• _Task statement_:
Determine how many lines of the listing below contain the string "shirt", with matching sensitive to case. Give only the number.
====== Material provided ======
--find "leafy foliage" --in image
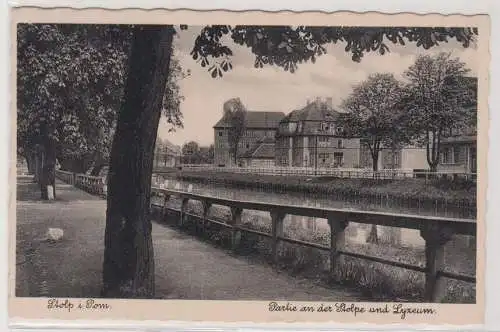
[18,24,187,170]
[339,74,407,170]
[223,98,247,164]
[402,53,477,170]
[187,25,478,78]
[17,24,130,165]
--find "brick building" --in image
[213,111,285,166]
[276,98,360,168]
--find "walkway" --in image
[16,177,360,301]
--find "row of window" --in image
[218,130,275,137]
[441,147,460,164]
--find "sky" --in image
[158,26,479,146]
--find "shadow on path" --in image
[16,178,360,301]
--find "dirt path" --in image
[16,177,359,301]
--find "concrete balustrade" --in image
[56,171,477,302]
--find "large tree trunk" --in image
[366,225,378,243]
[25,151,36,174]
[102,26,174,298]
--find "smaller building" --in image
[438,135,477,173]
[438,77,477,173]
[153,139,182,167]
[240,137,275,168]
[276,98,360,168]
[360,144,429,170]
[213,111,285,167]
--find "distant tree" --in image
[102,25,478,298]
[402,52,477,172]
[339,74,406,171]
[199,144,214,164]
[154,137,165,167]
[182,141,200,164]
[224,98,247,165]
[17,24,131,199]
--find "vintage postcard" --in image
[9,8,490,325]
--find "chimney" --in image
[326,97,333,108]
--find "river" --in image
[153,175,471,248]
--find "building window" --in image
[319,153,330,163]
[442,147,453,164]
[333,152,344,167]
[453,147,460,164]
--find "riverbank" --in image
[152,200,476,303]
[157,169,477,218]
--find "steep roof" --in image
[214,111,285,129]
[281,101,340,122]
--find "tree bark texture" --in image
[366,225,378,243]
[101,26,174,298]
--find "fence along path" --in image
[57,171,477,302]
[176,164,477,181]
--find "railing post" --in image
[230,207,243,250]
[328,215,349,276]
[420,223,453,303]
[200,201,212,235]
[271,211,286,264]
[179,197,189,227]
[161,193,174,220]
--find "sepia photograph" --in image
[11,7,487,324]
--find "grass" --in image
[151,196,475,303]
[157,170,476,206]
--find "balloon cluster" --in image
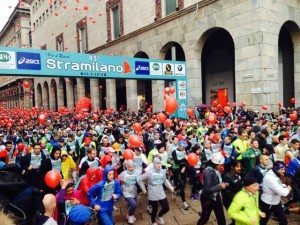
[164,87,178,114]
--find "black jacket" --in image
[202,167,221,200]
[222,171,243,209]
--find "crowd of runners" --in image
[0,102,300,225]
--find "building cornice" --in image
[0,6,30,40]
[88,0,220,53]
======
====== Material provided ======
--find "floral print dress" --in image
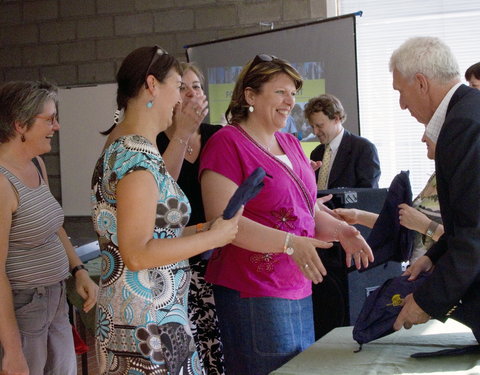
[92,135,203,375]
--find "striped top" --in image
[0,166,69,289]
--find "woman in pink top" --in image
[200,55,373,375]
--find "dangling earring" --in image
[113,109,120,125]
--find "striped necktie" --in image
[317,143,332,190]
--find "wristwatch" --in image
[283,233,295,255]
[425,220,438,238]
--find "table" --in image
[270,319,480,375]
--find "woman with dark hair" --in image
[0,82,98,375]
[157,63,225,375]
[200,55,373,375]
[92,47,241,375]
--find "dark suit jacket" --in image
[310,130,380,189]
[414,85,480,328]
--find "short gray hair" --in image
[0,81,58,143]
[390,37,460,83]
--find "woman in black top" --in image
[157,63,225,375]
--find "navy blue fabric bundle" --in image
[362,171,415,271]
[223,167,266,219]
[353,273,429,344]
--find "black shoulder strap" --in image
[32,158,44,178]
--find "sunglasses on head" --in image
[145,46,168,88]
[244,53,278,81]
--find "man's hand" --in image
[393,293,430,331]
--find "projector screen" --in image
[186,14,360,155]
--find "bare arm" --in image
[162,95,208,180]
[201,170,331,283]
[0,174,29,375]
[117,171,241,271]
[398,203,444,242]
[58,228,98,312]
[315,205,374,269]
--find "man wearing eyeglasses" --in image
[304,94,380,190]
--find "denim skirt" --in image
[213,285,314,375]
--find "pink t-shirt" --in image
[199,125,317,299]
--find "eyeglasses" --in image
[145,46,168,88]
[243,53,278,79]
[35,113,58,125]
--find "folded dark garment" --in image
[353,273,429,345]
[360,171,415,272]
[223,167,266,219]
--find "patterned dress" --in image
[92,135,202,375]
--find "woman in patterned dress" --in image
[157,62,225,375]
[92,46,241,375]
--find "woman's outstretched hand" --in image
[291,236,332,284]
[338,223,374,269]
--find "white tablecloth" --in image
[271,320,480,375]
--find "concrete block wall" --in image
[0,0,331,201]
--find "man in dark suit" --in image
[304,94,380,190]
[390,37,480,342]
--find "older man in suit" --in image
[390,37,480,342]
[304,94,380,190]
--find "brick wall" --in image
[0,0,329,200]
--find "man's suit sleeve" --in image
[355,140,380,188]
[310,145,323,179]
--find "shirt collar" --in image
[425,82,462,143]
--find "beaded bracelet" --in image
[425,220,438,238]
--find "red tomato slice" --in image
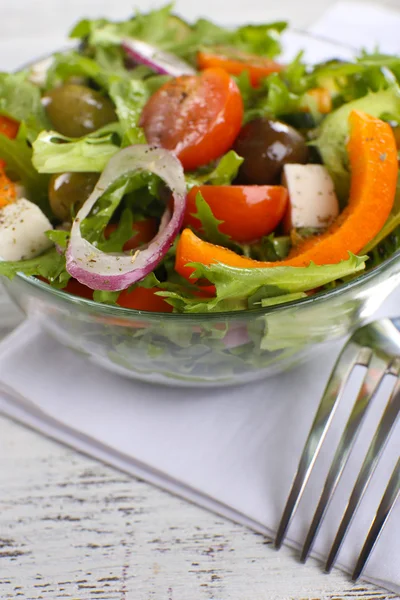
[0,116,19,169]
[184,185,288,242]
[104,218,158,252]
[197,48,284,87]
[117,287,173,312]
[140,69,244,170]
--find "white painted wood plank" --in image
======
• _Expected answer_:
2